■ Recorded information ■
########
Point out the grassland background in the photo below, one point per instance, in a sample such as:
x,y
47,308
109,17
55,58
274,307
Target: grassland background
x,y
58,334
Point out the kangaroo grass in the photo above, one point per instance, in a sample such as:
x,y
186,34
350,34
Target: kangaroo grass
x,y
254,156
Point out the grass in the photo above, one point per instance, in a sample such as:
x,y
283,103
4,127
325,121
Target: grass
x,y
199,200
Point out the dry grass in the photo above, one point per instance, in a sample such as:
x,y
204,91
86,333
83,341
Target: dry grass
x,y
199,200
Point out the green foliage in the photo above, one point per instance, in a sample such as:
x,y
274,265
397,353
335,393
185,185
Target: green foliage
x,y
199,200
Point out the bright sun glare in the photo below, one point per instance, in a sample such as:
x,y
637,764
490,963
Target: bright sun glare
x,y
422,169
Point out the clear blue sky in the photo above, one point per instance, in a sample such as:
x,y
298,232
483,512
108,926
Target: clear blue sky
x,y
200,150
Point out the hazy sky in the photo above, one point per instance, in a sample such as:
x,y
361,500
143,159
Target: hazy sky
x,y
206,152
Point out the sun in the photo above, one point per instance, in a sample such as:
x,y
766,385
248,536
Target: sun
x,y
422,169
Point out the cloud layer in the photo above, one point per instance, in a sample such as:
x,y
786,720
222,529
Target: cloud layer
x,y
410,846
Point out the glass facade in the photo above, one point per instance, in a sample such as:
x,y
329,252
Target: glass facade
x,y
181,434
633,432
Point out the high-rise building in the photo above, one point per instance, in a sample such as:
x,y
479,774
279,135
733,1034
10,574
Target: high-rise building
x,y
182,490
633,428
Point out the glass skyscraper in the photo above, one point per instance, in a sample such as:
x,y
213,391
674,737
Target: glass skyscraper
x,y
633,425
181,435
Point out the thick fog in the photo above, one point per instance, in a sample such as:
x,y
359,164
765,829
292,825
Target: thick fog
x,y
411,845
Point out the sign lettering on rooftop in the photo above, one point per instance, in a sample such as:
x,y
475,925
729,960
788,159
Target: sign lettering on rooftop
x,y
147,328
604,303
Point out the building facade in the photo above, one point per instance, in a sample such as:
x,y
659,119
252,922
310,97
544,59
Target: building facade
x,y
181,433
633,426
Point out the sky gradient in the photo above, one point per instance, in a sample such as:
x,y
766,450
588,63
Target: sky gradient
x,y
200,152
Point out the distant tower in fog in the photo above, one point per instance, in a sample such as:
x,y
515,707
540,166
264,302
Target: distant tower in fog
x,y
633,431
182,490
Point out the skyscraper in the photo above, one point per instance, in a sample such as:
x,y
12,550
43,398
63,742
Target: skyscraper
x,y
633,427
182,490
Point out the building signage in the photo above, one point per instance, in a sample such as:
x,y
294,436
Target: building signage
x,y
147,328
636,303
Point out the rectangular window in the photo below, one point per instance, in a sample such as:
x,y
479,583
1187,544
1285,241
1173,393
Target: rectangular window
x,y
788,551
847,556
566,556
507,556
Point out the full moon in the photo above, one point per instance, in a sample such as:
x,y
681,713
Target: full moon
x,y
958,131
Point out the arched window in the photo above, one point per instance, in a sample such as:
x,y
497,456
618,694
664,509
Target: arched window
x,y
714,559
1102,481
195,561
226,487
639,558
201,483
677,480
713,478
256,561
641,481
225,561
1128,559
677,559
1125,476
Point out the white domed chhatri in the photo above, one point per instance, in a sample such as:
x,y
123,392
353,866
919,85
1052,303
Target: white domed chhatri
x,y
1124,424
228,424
########
■ Written exercise ■
Transcribe all entries exactly as they are given.

■ Exercise answer ■
Point out the grassland background in the photo below, one point per instance, in a sample such as:
x,y
47,308
109,17
55,58
274,307
Target: grassland background
x,y
58,334
Point out the kangaroo grass in the photo above, one point per instance, in a sample such as:
x,y
186,34
350,34
Target: kangaroo grass
x,y
254,156
Point out the grass in the photo above, one point per instance, in a sample such as:
x,y
283,103
4,127
325,121
Target: grass
x,y
199,200
Point out the dry grass in the photo above, one point per instance, in a sample such as:
x,y
204,91
86,333
83,341
Target: dry grass
x,y
199,200
Point out the green foliage in the photo above, one point per instance, in a sample such as:
x,y
274,265
397,353
335,393
185,185
Target: green foliage
x,y
199,200
Point out the bright sun glare in the photo below, one point per instance, in a sample such as:
x,y
637,764
490,963
Target: bright sun glare
x,y
422,169
Point out the clear blue sky in the photo above, one point per instance, in a sample such as:
x,y
298,232
483,512
108,926
Target: clear blue sky
x,y
200,150
Point out the hazy sky in the photo above, one point per instance, in a sample such as:
x,y
361,500
143,159
Target: hazy sky
x,y
206,152
Point out the sun in the photo above, one point per instance, in a sample such as:
x,y
766,385
248,536
Target: sun
x,y
422,169
Point out the cloud layer in the photo above, one point per instance, in a sample such as:
x,y
786,720
222,529
Target: cloud layer
x,y
410,846
Point out the glass facade in the photo above, one point per instance, in a sample such as:
x,y
329,252
Target: glass facade
x,y
181,434
633,432
Point out the high-rise building in the photo above, one point per instance, in a sample such as:
x,y
479,774
279,135
733,1034
10,574
Target: high-rise building
x,y
182,490
633,428
Point out the glass skyscraper in the photo above, one point per instance, in a sample such as:
x,y
213,391
674,737
Target: glass skyscraper
x,y
633,425
181,435
Point out the thick fog in the photo above, one point per instance, in a sample such as:
x,y
359,164
765,829
292,825
Target: thick fog
x,y
411,845
Point out the sign lettering on rooftop in the photo above, one point per instance, in a sample such as:
x,y
475,925
729,960
788,159
Target: sign lettering on rooftop
x,y
147,328
604,303
Point out the building facade in the photo above, one point per instance, in a sample such as:
x,y
659,119
252,922
310,97
544,59
Target: building facade
x,y
181,433
633,426
Point out the sky gradient in the photo above, one point per instance, in a sample such as:
x,y
766,450
588,63
Target: sky gradient
x,y
200,152
Point out the distant tower in fog in the photo above, one point per instance, in a sample such as:
x,y
515,707
540,166
264,302
Target: distant tower in fog
x,y
633,431
182,490
Point out the skyscraper in the photo above, one point per instance, in a sample such as:
x,y
12,550
43,398
63,742
Target: skyscraper
x,y
633,427
182,490
Point out the building signage in the photo above, one point per instance, in a sample such as:
x,y
294,436
Target: building signage
x,y
147,328
636,303
Point out the rectangular window in the photo below, one point per instance, in a sample such as:
x,y
479,583
1187,544
1285,241
1173,393
Target: rectangular window
x,y
788,551
847,556
566,556
507,556
Point out the full moon in the photo above, one point per instance, in a sample such as:
x,y
681,713
Target: full moon
x,y
958,131
Point out the arched window in the photo above, one point per instance, in a sample such as:
x,y
497,456
618,694
664,509
Target: arched window
x,y
714,559
1102,481
195,561
226,487
639,558
201,483
677,480
713,478
256,561
641,481
225,561
1128,559
677,559
1125,476
Point out the white domed chhatri in the photo above, one point per instance, in a sample such as:
x,y
123,392
353,866
919,85
1052,303
Target: white domed chhatri
x,y
1124,424
228,424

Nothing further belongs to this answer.